By Ed Piper
From a selfish standpoint, it is refreshing--and overwhelming--to have so much information, intricately detailed, on the 2022 Viking baseball team.
I'm casting no aspersions on other coaches or their programs. But with Gary Frank, the head coach, and his father, Howard Frank, names, year in school, height--everything--are so readily available for us journalists who try to keep abreast of teams' prospects so that we can write intelligently (you make conclude otherwise) about them.
COVID has been a tough experience. I know that. I am sitting in a classroom, as I write this, at Canyon Crest Academy, where we have only been able to sub in person to full classes only in the past month. Prior to two and a half weeks ago, students were still testing positive, being exposed, having to be quarantined. And numbers were still down when several students had been exposed at once.
I had classes back then, both here and at Torrey Pines High, La Costa Canyon High, and other sites (I also sub in the Poway Unified School District, including Rancho Bernardo High, Del Norte High, Poway High, and Mt. Carmel High), in which nine students were absent one period, eight students the next. COVID was trying to die out, but we were still dealing with the Christmas/Holidays exposures in which people just loved infecting one another--I'm using humor here--and a month later individuals were testing positive.

Image point grounding data
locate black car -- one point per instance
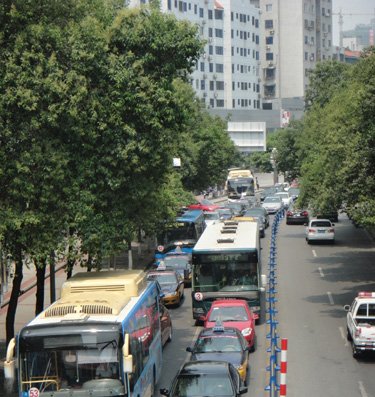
(259, 212)
(224, 344)
(206, 379)
(296, 215)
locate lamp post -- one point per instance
(273, 159)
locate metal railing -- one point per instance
(274, 350)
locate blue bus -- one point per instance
(181, 235)
(101, 338)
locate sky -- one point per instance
(364, 7)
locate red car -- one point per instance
(204, 205)
(233, 313)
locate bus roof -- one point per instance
(228, 236)
(190, 216)
(104, 293)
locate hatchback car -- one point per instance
(272, 204)
(233, 313)
(320, 230)
(208, 379)
(224, 344)
(171, 283)
(179, 261)
(296, 215)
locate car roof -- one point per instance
(230, 331)
(229, 302)
(204, 367)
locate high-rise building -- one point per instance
(295, 35)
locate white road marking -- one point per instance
(343, 336)
(362, 389)
(330, 298)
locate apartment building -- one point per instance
(296, 34)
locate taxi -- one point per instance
(222, 344)
(233, 313)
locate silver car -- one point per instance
(272, 204)
(320, 230)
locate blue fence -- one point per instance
(274, 350)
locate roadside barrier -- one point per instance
(276, 368)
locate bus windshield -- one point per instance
(234, 272)
(52, 363)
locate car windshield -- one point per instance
(273, 199)
(321, 224)
(176, 262)
(209, 344)
(163, 278)
(210, 385)
(228, 313)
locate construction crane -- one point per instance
(341, 22)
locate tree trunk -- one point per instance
(12, 307)
(40, 277)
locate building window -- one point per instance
(219, 14)
(268, 23)
(219, 50)
(220, 85)
(219, 68)
(219, 33)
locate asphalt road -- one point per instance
(314, 283)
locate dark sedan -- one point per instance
(296, 215)
(206, 379)
(223, 344)
(172, 285)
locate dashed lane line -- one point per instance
(330, 298)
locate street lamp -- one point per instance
(273, 160)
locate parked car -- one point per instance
(171, 283)
(225, 213)
(165, 325)
(204, 205)
(211, 217)
(224, 344)
(206, 378)
(272, 204)
(320, 230)
(285, 197)
(259, 212)
(296, 215)
(233, 313)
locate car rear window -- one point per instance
(321, 224)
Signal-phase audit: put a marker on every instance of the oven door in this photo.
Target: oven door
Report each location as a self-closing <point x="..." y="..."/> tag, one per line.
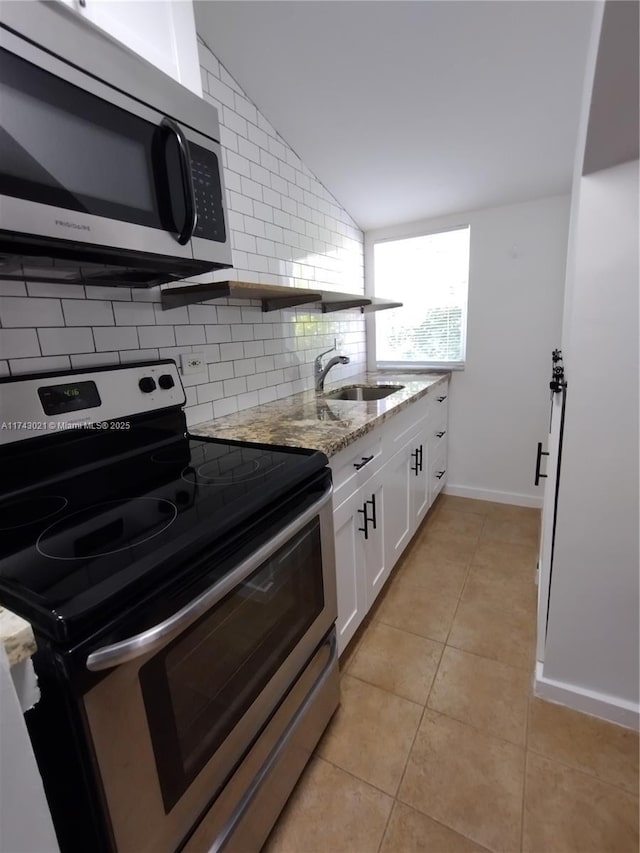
<point x="188" y="698"/>
<point x="81" y="161"/>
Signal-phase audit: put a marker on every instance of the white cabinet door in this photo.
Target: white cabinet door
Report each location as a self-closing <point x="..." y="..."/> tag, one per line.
<point x="373" y="512"/>
<point x="398" y="521"/>
<point x="419" y="476"/>
<point x="350" y="562"/>
<point x="161" y="31"/>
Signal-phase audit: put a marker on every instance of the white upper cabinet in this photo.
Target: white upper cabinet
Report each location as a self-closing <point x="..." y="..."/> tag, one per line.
<point x="161" y="31"/>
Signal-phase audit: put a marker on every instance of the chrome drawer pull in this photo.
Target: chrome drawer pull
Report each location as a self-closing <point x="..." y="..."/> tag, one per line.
<point x="365" y="460"/>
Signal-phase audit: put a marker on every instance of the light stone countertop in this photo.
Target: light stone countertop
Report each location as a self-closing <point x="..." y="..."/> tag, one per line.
<point x="16" y="636"/>
<point x="314" y="421"/>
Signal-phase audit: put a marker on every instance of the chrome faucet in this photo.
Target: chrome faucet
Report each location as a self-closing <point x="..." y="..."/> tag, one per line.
<point x="320" y="372"/>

Work instruction 1
Update the stretch of the Viking baseball column that starts with "I had classes" and ends with "were testing positive." by replacing "Mt. Carmel High" with "Mount Carmel High".
Work instruction 2
Carry the Viking baseball column forward from its last sentence.
This data is separate from the Viking baseball column.

Answer 1
I had classes back then, both here and at Torrey Pines High, La Costa Canyon High, and other sites (I also sub in the Poway Unified School District, including Rancho Bernardo High, Del Norte High, Poway High, and Mount Carmel High), in which nine students were absent one period, eight students the next. COVID was trying to die out, but we were still dealing with the Christmas/Holidays exposures in which people just loved infecting one another--I'm using humor here--and a month later individuals were testing positive.

Answer 2
I did a story for the La Jolla Village News, one of my other identities, later in January in which University City High played a game at High Tech High Point Loma in a tiny gym at an elementary school off Rosecrans St. The Centurions were only able to send out seven players, six at the start of warmups. One of the players remarked, "Wow, I'm doing layups among six players!"
It didn't seem to be like any game I had covered before, spanning 50 years, back to working for the Chico Enterprise-Record as a college student and taking for granted that there would be full 15-or-so players for each of the two basketball teams playing that night. I don't take it for granted anymore.
Which is all a long way to say I don't blame any coach for not knowing which of their players, or how many, were going to show up for each game in January and early February. It has been said before by others, the Omicron variant of COVID spreads easily, but it doesn't seem as deadly.
Break into this all the data organizers like Gary Frank and his dad, who are meticulous in keeping track of statistics and the history of the Viking baseball program. They have printed up sheets with every possible record any player or team in the LJHS baseball program could have set.
And one representative of that, if we are naming names, is Brett Volger, a shortstop/third baseman who played varsity all four years at La Jolla and who started the Alumni Game for the alumni against the Vikings Sat,, Feb. 12. He set records for games played, etc. that I have probably not even seen yet. (Maybe I can cite some of Brett's records in a different post.)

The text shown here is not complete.